━━━━━ Data ━━━━━
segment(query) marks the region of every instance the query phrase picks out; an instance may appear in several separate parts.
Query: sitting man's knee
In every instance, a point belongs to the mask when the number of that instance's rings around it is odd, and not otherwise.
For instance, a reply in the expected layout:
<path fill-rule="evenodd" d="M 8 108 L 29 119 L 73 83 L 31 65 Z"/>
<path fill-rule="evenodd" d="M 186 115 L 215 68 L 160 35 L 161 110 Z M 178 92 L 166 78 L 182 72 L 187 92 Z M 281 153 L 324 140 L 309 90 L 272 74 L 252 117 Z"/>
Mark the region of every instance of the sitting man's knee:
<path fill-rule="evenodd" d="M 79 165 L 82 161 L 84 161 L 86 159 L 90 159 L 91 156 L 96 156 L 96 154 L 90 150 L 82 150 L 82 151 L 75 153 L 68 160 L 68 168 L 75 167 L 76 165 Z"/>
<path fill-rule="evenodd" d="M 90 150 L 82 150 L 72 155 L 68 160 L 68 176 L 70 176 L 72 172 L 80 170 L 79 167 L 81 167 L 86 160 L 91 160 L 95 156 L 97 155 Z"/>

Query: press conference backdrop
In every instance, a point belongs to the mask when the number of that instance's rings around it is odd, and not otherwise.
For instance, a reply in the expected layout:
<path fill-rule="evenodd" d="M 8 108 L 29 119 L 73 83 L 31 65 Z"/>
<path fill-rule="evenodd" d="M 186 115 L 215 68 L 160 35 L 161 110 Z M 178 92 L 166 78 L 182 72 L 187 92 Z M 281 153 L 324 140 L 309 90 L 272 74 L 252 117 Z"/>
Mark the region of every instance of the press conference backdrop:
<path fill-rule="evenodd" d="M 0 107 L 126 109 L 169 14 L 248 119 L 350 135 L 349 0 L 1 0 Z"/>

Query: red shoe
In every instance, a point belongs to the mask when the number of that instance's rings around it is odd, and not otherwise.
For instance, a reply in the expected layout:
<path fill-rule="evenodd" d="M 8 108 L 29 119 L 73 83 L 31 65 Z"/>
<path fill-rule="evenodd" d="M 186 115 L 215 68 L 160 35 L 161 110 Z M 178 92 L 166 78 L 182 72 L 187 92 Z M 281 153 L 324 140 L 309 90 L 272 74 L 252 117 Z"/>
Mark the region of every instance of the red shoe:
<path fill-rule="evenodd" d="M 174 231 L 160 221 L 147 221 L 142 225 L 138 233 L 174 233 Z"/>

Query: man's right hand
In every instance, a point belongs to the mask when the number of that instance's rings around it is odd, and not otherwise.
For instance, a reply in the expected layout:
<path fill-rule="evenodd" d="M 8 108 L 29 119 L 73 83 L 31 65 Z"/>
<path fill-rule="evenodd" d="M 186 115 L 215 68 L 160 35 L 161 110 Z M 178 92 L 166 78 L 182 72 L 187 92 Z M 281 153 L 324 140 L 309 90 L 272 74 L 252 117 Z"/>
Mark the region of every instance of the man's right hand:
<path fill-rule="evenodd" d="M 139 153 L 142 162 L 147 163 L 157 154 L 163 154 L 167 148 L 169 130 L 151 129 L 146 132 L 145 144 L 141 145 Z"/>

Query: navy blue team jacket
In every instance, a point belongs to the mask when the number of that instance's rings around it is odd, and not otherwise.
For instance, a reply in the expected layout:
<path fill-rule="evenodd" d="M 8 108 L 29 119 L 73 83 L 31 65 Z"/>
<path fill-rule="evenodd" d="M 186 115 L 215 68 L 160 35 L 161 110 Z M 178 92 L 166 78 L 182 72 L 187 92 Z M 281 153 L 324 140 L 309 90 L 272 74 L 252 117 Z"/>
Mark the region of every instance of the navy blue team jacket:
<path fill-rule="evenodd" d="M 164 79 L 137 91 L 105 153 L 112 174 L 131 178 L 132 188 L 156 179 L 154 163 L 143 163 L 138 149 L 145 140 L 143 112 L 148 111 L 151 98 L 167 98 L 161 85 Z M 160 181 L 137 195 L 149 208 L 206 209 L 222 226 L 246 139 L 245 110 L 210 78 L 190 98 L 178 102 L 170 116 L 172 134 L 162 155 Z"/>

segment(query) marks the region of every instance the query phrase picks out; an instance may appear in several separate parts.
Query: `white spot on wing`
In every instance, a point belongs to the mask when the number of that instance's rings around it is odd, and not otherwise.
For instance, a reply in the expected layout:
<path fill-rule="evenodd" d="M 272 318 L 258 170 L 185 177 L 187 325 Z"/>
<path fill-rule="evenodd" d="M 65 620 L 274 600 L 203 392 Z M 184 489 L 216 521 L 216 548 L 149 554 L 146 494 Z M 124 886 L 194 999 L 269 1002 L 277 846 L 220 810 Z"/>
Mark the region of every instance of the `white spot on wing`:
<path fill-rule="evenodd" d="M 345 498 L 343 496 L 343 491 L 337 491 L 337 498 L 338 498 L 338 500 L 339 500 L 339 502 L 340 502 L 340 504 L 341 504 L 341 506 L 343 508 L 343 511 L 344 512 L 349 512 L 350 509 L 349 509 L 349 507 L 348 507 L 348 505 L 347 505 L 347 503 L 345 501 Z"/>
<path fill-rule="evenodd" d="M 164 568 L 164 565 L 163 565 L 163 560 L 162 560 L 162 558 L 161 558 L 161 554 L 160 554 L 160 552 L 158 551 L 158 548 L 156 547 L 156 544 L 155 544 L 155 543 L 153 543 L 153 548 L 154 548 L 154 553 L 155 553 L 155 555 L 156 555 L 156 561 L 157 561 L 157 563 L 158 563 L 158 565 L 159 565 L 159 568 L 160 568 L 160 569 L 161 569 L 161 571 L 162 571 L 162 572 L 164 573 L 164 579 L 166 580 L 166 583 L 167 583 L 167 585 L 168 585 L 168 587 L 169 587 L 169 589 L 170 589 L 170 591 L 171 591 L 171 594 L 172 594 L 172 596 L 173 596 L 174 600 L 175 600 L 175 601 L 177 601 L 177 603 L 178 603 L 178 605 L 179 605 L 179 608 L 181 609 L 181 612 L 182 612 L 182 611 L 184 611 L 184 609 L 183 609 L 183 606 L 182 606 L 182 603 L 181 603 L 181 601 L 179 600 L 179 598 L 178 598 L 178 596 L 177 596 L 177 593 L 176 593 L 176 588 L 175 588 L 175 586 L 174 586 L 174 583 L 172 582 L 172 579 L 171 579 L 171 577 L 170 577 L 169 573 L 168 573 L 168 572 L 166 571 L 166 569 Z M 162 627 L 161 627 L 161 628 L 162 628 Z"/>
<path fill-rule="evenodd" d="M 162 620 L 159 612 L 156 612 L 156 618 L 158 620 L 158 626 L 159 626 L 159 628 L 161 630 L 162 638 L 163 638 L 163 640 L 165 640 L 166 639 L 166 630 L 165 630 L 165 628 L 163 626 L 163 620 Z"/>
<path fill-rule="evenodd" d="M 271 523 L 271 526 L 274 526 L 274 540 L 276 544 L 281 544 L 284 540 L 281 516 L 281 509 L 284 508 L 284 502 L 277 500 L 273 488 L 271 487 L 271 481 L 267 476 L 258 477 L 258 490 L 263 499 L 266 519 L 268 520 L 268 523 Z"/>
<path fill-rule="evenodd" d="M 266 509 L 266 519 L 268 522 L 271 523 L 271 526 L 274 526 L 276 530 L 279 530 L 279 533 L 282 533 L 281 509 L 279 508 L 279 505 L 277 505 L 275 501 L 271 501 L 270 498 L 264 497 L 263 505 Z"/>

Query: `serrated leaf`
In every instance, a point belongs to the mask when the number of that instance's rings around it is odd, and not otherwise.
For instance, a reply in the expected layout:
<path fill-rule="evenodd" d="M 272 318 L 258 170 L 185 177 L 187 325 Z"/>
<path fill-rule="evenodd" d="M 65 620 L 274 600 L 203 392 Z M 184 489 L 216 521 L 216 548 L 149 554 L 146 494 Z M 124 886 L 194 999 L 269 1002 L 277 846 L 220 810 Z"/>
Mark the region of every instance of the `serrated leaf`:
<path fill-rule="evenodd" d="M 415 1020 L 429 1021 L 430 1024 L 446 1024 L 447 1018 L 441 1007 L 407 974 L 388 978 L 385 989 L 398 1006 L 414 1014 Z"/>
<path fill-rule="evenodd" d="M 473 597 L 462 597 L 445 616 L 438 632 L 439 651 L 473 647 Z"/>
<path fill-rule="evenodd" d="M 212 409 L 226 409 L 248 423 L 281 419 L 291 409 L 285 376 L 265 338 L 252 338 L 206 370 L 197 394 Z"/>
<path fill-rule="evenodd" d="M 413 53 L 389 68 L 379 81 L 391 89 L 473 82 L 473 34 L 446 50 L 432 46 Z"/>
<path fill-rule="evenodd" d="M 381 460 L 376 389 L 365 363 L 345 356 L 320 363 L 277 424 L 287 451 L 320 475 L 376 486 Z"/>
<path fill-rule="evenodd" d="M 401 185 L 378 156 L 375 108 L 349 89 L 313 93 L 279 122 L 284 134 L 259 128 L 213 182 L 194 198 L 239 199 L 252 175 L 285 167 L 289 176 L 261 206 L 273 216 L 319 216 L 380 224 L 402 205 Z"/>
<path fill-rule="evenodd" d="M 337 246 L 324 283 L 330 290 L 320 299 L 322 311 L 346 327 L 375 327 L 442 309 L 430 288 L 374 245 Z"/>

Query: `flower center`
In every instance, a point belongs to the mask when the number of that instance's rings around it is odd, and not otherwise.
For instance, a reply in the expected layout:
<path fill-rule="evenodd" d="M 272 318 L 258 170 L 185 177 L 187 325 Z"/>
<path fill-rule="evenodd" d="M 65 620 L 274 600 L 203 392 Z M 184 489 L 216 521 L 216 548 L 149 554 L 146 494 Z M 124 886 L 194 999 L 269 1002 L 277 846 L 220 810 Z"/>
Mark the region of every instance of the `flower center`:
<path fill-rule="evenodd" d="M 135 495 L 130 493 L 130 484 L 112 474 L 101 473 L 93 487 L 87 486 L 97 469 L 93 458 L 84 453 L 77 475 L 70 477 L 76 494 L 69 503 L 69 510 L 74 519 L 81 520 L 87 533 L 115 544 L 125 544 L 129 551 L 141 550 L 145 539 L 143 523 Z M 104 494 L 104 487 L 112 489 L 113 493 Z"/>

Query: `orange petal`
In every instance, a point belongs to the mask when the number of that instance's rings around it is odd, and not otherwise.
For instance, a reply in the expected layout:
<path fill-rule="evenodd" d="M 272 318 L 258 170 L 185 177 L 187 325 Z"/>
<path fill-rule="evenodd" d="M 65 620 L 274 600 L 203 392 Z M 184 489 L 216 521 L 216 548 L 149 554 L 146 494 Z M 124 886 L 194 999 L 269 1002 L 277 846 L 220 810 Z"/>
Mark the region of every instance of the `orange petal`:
━━━━━
Your goal: For the string "orange", go through the entries above and copy each line where it occurs.

Response to the exercise:
Query: `orange petal`
Mark the region of every instance of the `orange petal`:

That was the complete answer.